>> START PROVIDED RECORDS
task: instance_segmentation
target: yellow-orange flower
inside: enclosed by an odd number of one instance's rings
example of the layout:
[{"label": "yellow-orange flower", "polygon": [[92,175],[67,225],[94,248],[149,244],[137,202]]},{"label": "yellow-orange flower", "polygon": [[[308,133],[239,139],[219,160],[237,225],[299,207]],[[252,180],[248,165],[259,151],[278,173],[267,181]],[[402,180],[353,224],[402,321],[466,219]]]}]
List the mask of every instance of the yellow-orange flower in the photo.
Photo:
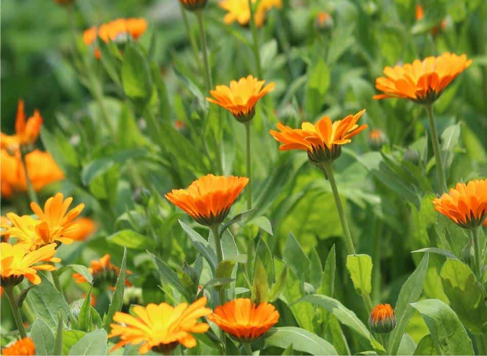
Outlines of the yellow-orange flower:
[{"label": "yellow-orange flower", "polygon": [[372,309],[369,326],[374,332],[390,332],[396,326],[396,315],[391,304],[379,304]]},{"label": "yellow-orange flower", "polygon": [[207,301],[203,297],[189,305],[183,303],[175,307],[166,303],[158,305],[151,303],[145,307],[137,305],[133,309],[137,318],[117,311],[113,320],[119,324],[110,324],[112,330],[108,337],[118,336],[120,341],[111,350],[129,343],[138,345],[141,342],[141,354],[152,349],[168,354],[179,344],[194,347],[196,340],[191,333],[206,332],[210,327],[197,320],[211,312],[205,307]]},{"label": "yellow-orange flower", "polygon": [[438,57],[416,59],[412,64],[384,68],[385,77],[376,79],[375,87],[384,94],[374,99],[403,98],[423,104],[438,99],[447,86],[469,68],[472,59],[465,54],[457,56],[445,52]]},{"label": "yellow-orange flower", "polygon": [[61,260],[54,257],[56,244],[46,245],[40,248],[29,251],[25,245],[11,245],[7,242],[0,243],[0,255],[2,265],[0,275],[2,284],[5,286],[16,285],[25,277],[34,284],[40,283],[40,277],[37,271],[54,270],[56,267],[52,264],[35,264],[38,262],[59,262]]},{"label": "yellow-orange flower", "polygon": [[2,350],[2,355],[24,355],[30,356],[35,354],[35,345],[30,338],[24,338],[7,346]]},{"label": "yellow-orange flower", "polygon": [[208,320],[232,336],[247,342],[266,333],[277,323],[279,312],[268,303],[256,305],[248,298],[239,298],[216,307]]},{"label": "yellow-orange flower", "polygon": [[208,174],[187,189],[174,189],[165,196],[200,224],[212,226],[223,221],[248,182],[246,177]]},{"label": "yellow-orange flower", "polygon": [[[255,4],[256,0],[252,0]],[[228,12],[223,18],[224,22],[230,25],[237,21],[242,26],[247,25],[250,20],[250,9],[249,8],[248,0],[223,0],[218,5]],[[280,9],[282,7],[282,0],[260,0],[259,5],[254,13],[255,25],[260,27],[266,19],[266,15],[273,7]]]},{"label": "yellow-orange flower", "polygon": [[43,119],[37,109],[34,111],[33,115],[26,121],[24,106],[24,100],[19,100],[17,107],[17,118],[15,119],[15,135],[1,134],[0,146],[13,154],[21,146],[31,144],[35,142],[42,125]]},{"label": "yellow-orange flower", "polygon": [[[107,254],[99,260],[91,261],[91,266],[89,267],[88,270],[93,276],[93,285],[95,287],[99,287],[104,284],[113,287],[116,283],[120,269],[119,267],[112,264],[110,260],[110,256]],[[132,274],[132,272],[128,270],[126,270],[125,273],[128,275]],[[88,282],[85,277],[79,273],[73,274],[73,278],[78,283]],[[126,279],[125,285],[132,285],[128,279]]]},{"label": "yellow-orange flower", "polygon": [[457,183],[450,194],[433,199],[435,210],[464,228],[479,226],[487,217],[487,179]]},{"label": "yellow-orange flower", "polygon": [[[137,40],[147,29],[147,22],[144,18],[117,18],[104,24],[99,27],[93,26],[87,29],[83,33],[83,41],[87,46],[93,44],[99,36],[104,42],[109,40],[117,41],[127,40],[127,36],[130,36]],[[98,59],[100,58],[99,50],[95,49],[95,56]]]},{"label": "yellow-orange flower", "polygon": [[351,142],[352,137],[367,128],[367,125],[356,123],[364,112],[365,109],[333,123],[324,116],[314,125],[303,122],[301,129],[291,129],[279,123],[280,131],[271,130],[270,133],[282,143],[279,147],[281,151],[306,151],[310,160],[319,164],[337,158],[341,153],[341,145]]},{"label": "yellow-orange flower", "polygon": [[238,121],[246,122],[252,120],[255,114],[255,104],[262,96],[274,90],[275,85],[270,83],[263,88],[265,80],[259,80],[252,75],[240,78],[238,81],[232,80],[230,86],[216,86],[210,93],[214,97],[206,99],[226,109]]},{"label": "yellow-orange flower", "polygon": [[[27,190],[25,172],[21,161],[20,152],[11,156],[1,150],[0,187],[3,198],[12,198],[16,192]],[[36,192],[48,184],[64,179],[64,174],[47,152],[34,150],[26,155],[26,165],[30,181]]]}]

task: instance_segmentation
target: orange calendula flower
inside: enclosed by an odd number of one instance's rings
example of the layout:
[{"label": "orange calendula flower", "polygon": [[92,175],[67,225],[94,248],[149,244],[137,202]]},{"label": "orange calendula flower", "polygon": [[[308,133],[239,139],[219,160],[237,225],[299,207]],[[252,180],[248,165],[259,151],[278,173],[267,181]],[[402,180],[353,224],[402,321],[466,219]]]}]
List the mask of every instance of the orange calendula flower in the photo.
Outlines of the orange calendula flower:
[{"label": "orange calendula flower", "polygon": [[[252,0],[252,4],[255,4],[256,0]],[[248,0],[223,0],[218,3],[218,5],[228,12],[223,18],[227,25],[237,21],[241,25],[246,26],[250,20]],[[279,9],[282,7],[282,0],[260,0],[254,13],[255,25],[257,27],[262,26],[266,14],[273,7]]]},{"label": "orange calendula flower", "polygon": [[59,262],[61,260],[54,257],[56,244],[51,243],[34,251],[29,251],[25,245],[11,245],[7,242],[0,243],[0,266],[2,284],[4,286],[17,285],[25,277],[34,284],[40,283],[38,270],[54,270],[52,264],[36,264],[38,262]]},{"label": "orange calendula flower", "polygon": [[174,189],[164,196],[201,225],[211,226],[223,221],[248,182],[246,177],[208,174],[187,189]]},{"label": "orange calendula flower", "polygon": [[[98,287],[106,284],[113,287],[116,284],[120,269],[119,267],[112,264],[110,260],[110,256],[107,254],[99,260],[91,261],[91,266],[89,267],[88,270],[93,276],[93,286]],[[128,275],[132,274],[132,272],[128,270],[126,270],[125,273]],[[73,278],[78,283],[88,282],[85,277],[79,273],[73,274]],[[132,285],[128,279],[125,280],[125,285]]]},{"label": "orange calendula flower", "polygon": [[216,307],[208,320],[239,341],[247,342],[266,333],[276,324],[279,312],[268,303],[256,305],[248,298],[239,298]]},{"label": "orange calendula flower", "polygon": [[365,109],[333,123],[324,116],[314,125],[303,122],[301,129],[291,129],[279,123],[280,131],[271,130],[270,133],[282,143],[279,146],[281,151],[306,151],[310,160],[318,164],[336,159],[341,154],[341,145],[351,142],[352,137],[367,128],[367,125],[357,124],[364,112]]},{"label": "orange calendula flower", "polygon": [[384,68],[385,77],[376,79],[375,87],[384,94],[374,99],[403,98],[421,104],[431,104],[457,76],[469,68],[472,59],[465,54],[457,56],[445,52],[438,57],[428,57],[422,61],[393,68]]},{"label": "orange calendula flower", "polygon": [[[93,26],[86,30],[83,33],[83,41],[87,46],[90,46],[95,41],[97,36],[104,42],[125,42],[128,36],[136,40],[147,29],[147,22],[144,18],[118,18],[99,27]],[[99,59],[99,50],[95,48],[94,53],[95,56]]]},{"label": "orange calendula flower", "polygon": [[435,210],[464,228],[475,228],[487,218],[487,179],[457,183],[450,194],[433,199]]},{"label": "orange calendula flower", "polygon": [[37,110],[34,110],[33,115],[26,121],[24,100],[19,100],[15,119],[15,134],[9,136],[2,133],[0,145],[2,149],[15,154],[21,146],[31,144],[35,142],[40,132],[42,122],[42,117]]},{"label": "orange calendula flower", "polygon": [[379,304],[372,309],[369,326],[374,332],[390,332],[396,326],[396,314],[390,304]]},{"label": "orange calendula flower", "polygon": [[111,324],[112,330],[109,338],[118,336],[120,341],[111,351],[127,344],[143,343],[139,353],[147,353],[152,350],[164,354],[169,354],[178,344],[188,348],[194,347],[196,340],[191,333],[206,332],[210,326],[198,323],[198,319],[208,315],[211,310],[205,307],[206,297],[200,298],[188,305],[183,303],[174,307],[166,303],[158,305],[137,305],[133,312],[137,317],[117,311]]},{"label": "orange calendula flower", "polygon": [[[16,192],[27,191],[25,172],[21,161],[20,152],[14,156],[6,150],[1,150],[0,187],[2,198],[13,198]],[[29,178],[36,192],[54,182],[64,179],[64,173],[47,152],[34,150],[26,155]]]},{"label": "orange calendula flower", "polygon": [[35,345],[30,338],[24,338],[3,349],[2,354],[26,356],[35,355]]},{"label": "orange calendula flower", "polygon": [[274,90],[275,85],[270,83],[262,88],[265,80],[259,80],[252,75],[240,78],[238,81],[232,80],[230,87],[217,86],[210,93],[214,97],[206,99],[226,109],[241,122],[252,119],[255,114],[255,105],[262,96]]}]

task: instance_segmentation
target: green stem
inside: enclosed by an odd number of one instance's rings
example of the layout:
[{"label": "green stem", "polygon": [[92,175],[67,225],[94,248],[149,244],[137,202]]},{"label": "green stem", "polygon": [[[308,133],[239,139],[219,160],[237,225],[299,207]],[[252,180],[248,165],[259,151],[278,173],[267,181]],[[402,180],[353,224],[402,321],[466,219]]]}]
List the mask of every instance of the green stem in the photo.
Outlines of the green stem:
[{"label": "green stem", "polygon": [[430,122],[430,131],[431,132],[431,141],[433,143],[433,151],[435,154],[436,161],[436,173],[438,175],[438,183],[440,191],[447,190],[447,179],[445,178],[444,171],[443,170],[443,163],[441,160],[441,153],[440,151],[440,143],[438,139],[438,133],[436,132],[436,126],[435,125],[435,116],[433,113],[433,104],[428,104],[424,106],[426,113],[428,115]]},{"label": "green stem", "polygon": [[32,185],[32,182],[29,177],[29,174],[27,172],[27,163],[26,161],[26,154],[23,149],[21,148],[21,157],[22,161],[22,167],[24,168],[24,173],[25,175],[25,180],[27,183],[27,194],[29,195],[29,199],[31,202],[34,202],[36,204],[39,203],[39,200],[37,199],[37,195],[35,193],[34,189],[34,186]]},{"label": "green stem", "polygon": [[245,123],[245,133],[247,137],[247,177],[249,178],[249,184],[247,185],[247,210],[252,209],[252,165],[251,164],[250,157],[250,121]]},{"label": "green stem", "polygon": [[262,72],[262,67],[260,64],[259,35],[257,32],[255,19],[254,18],[254,8],[252,6],[252,0],[249,0],[249,10],[250,12],[250,28],[252,30],[252,38],[254,41],[254,46],[252,49],[254,51],[254,56],[255,59],[255,66],[257,67],[257,74],[259,77],[259,79],[261,80],[263,79],[263,73]]},{"label": "green stem", "polygon": [[179,2],[179,8],[181,10],[181,16],[182,16],[182,22],[184,23],[185,27],[186,29],[186,33],[188,35],[188,38],[189,39],[189,42],[191,45],[191,49],[193,50],[193,55],[194,56],[194,60],[196,62],[196,66],[198,67],[198,69],[199,70],[199,71],[201,72],[203,75],[205,75],[205,74],[203,73],[203,66],[201,65],[201,59],[199,58],[199,55],[198,54],[198,46],[196,45],[196,41],[194,39],[194,37],[193,37],[193,35],[191,34],[191,30],[189,26],[189,22],[188,20],[188,15],[186,14],[186,11],[182,6],[182,4],[181,2]]},{"label": "green stem", "polygon": [[480,227],[472,229],[472,234],[474,244],[474,254],[475,257],[475,267],[477,269],[477,278],[479,282],[482,283],[482,269],[483,266],[483,260],[482,258],[482,253],[480,250],[480,238],[478,234],[478,230]]},{"label": "green stem", "polygon": [[213,88],[211,83],[211,72],[210,70],[210,63],[208,61],[208,49],[206,44],[206,35],[205,34],[205,26],[203,24],[203,11],[198,10],[195,12],[198,19],[198,26],[199,27],[199,40],[201,42],[201,52],[203,52],[203,66],[205,67],[205,87],[207,93]]},{"label": "green stem", "polygon": [[21,311],[18,309],[18,306],[17,305],[17,302],[15,300],[15,297],[13,295],[13,288],[12,286],[6,286],[4,287],[5,290],[5,294],[7,295],[7,298],[8,299],[9,303],[10,304],[10,308],[12,309],[12,313],[13,315],[13,319],[15,321],[15,324],[17,324],[17,329],[21,334],[22,338],[27,336],[26,333],[25,329],[24,328],[24,323],[22,322],[22,317],[21,316]]},{"label": "green stem", "polygon": [[355,248],[353,246],[352,235],[350,234],[350,229],[349,228],[347,218],[345,217],[345,211],[343,210],[343,205],[341,204],[341,200],[340,199],[340,195],[338,194],[338,190],[336,186],[336,181],[335,180],[335,176],[333,175],[333,170],[332,167],[332,164],[333,162],[329,161],[323,163],[321,167],[321,169],[327,175],[328,180],[330,181],[330,185],[332,187],[333,197],[335,198],[335,203],[336,204],[336,210],[338,213],[340,222],[341,223],[341,228],[343,229],[343,234],[345,236],[345,243],[347,245],[347,253],[349,255],[355,255]]}]

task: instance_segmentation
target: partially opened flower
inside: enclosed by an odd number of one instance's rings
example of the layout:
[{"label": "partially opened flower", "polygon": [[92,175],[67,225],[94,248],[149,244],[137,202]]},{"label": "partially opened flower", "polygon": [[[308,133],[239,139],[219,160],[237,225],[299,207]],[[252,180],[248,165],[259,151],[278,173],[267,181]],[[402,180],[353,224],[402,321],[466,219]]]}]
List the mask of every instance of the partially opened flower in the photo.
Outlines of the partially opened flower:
>> END PROVIDED RECORDS
• **THE PROBLEM**
Transcribe the lines above verbatim, beginning with the first line of the image region outline lines and ending after the line that contains "Outlines of the yellow-orange". Omit the pictures from your reproduction.

• **ANSWER TO THE TASK**
task: instance_segmentation
target: yellow-orange flower
inside: enclosed by an odd number of one instance's rings
example of the layout:
[{"label": "yellow-orange flower", "polygon": [[92,175],[67,225],[94,248],[149,244],[137,202]]},{"label": "yellow-orange flower", "polygon": [[[308,133],[239,139],[219,160],[237,225],[299,207]],[[252,180],[248,165],[259,151],[278,173],[267,181]],[[402,180],[353,224],[402,321],[466,219]]]}]
List the mask of every instance of the yellow-orange flower in the photo.
Photo:
Outlines of the yellow-orange flower:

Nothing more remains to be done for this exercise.